- _REQUIREMENT_
Copy exactly the last part of the entries, starting from the line with "Tag a single point on each instance of the beige carpet" and including the final line.

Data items
┏━━

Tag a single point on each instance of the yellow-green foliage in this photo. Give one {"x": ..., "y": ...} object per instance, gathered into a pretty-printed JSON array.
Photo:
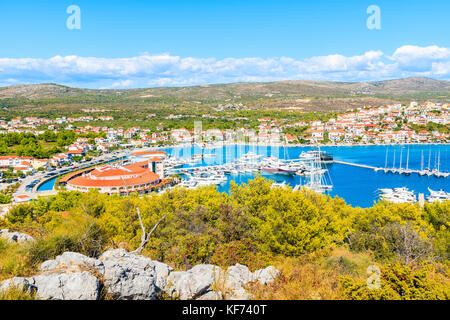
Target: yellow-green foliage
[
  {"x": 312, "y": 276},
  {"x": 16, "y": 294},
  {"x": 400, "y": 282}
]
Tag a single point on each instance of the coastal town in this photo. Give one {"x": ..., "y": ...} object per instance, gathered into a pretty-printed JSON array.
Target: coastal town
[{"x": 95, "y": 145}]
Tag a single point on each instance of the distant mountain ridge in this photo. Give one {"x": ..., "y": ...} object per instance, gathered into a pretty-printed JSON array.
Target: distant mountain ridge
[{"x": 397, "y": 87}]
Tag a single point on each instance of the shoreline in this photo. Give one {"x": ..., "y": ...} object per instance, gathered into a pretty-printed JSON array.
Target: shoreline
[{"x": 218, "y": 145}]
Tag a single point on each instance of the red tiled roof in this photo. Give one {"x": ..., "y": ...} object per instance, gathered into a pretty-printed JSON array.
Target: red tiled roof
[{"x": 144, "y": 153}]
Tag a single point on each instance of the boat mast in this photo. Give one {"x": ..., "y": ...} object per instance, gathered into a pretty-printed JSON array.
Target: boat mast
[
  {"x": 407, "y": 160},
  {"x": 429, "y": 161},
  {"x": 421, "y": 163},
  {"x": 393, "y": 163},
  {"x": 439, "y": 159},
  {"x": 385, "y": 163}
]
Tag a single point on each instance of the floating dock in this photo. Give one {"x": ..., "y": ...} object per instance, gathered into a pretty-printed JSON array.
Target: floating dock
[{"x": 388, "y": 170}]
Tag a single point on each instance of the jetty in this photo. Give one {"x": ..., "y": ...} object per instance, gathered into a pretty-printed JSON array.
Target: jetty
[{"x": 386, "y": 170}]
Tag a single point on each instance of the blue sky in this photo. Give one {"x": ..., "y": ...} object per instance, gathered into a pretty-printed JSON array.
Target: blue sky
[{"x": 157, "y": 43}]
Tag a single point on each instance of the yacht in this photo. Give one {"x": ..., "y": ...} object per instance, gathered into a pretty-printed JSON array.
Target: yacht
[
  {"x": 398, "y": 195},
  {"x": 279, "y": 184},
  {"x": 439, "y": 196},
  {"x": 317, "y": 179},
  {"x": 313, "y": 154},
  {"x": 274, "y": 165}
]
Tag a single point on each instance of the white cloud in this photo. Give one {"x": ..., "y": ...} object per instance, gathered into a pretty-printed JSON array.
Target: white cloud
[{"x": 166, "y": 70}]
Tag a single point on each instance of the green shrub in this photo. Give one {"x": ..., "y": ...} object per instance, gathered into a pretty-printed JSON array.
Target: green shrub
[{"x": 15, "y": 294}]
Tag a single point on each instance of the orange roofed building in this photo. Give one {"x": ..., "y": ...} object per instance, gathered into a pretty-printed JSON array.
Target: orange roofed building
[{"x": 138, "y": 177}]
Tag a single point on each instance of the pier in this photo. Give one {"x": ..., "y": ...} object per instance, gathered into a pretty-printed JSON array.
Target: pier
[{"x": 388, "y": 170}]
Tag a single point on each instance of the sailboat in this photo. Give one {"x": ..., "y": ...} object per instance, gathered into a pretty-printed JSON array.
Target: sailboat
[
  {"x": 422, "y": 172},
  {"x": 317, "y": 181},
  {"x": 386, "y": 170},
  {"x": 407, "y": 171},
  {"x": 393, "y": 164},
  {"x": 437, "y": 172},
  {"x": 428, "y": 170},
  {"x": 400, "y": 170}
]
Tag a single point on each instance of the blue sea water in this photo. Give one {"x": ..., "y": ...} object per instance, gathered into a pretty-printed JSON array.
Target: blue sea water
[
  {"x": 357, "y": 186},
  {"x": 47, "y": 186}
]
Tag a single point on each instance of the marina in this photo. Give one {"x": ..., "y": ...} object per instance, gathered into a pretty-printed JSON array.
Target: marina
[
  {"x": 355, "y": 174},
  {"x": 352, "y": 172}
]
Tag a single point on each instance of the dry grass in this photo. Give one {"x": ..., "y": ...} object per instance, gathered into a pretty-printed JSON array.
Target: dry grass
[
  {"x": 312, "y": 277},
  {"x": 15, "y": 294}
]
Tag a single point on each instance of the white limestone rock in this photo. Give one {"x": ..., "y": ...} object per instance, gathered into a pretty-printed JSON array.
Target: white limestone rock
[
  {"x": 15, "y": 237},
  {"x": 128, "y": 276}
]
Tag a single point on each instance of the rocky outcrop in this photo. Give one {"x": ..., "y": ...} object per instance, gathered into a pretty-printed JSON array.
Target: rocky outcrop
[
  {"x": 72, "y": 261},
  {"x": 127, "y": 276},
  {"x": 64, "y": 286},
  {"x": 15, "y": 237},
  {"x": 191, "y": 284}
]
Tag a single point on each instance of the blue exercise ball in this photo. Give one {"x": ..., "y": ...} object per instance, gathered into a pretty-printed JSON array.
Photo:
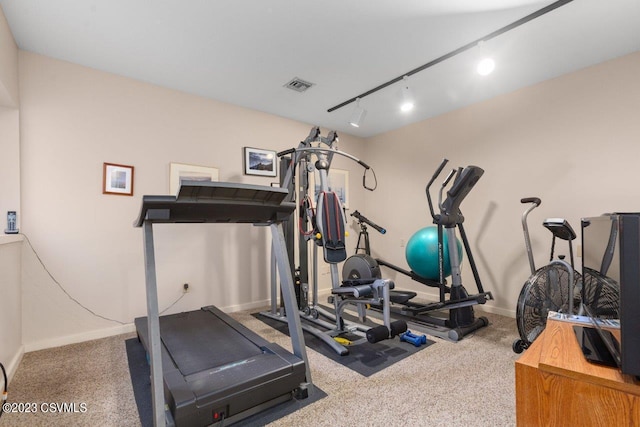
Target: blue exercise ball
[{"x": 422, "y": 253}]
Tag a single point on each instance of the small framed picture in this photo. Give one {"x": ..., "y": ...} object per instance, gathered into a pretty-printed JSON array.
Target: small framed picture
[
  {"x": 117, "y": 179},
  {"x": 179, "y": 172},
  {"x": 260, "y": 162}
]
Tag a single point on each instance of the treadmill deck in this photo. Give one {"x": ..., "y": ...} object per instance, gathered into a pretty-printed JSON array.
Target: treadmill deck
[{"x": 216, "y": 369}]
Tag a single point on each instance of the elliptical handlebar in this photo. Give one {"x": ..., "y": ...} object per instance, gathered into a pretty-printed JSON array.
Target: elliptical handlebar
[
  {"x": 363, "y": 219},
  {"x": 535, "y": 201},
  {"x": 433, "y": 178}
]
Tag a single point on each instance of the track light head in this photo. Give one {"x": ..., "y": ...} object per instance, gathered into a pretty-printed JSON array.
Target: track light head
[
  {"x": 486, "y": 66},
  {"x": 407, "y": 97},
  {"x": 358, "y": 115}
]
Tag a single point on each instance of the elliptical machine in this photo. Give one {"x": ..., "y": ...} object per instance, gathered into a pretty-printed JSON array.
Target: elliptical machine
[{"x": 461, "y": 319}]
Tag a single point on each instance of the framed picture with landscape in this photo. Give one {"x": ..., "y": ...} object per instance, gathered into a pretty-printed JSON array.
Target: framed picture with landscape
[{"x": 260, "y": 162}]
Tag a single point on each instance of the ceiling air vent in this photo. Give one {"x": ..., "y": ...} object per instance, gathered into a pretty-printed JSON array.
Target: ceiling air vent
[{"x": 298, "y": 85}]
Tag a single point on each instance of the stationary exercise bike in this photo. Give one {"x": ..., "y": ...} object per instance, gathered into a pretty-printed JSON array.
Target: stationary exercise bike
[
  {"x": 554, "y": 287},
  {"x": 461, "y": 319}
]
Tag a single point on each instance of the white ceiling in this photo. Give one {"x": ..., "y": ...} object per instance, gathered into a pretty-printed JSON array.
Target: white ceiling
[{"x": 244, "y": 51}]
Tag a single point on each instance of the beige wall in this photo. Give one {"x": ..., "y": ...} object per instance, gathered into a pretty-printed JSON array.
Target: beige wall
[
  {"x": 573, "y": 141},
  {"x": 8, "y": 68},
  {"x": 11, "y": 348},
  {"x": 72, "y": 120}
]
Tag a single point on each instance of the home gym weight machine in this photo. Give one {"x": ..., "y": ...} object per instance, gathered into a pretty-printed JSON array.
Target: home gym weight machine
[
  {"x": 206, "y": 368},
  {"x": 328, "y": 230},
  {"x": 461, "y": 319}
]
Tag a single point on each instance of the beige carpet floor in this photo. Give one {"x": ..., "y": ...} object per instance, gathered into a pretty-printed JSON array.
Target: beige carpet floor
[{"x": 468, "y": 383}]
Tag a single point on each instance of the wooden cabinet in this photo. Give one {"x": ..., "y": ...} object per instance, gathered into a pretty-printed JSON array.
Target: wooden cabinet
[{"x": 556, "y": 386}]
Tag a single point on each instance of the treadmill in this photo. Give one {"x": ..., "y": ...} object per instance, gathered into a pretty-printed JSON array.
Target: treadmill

┗━━

- _REPLY TO THE EXERCISE_
Tag a single point on each instance of the beige carpet floor in this photo. Give one {"x": ..., "y": ...} object per instance, gathered into a pretty-printed JSON array.
Target: beige carpet floor
[{"x": 468, "y": 383}]
Tag a single point on each instance of the wooden cabinet in this photo. Give one {"x": ..., "y": ...} object per instance, gathered into a pretty-printed JSON array.
Target: wooden cabinet
[{"x": 556, "y": 386}]
Tag a single point on each instance of the treadmill in this photo. Give one {"x": ..., "y": ...} object per instance, gathered into a pretty-printed JSON array.
Target: treadmill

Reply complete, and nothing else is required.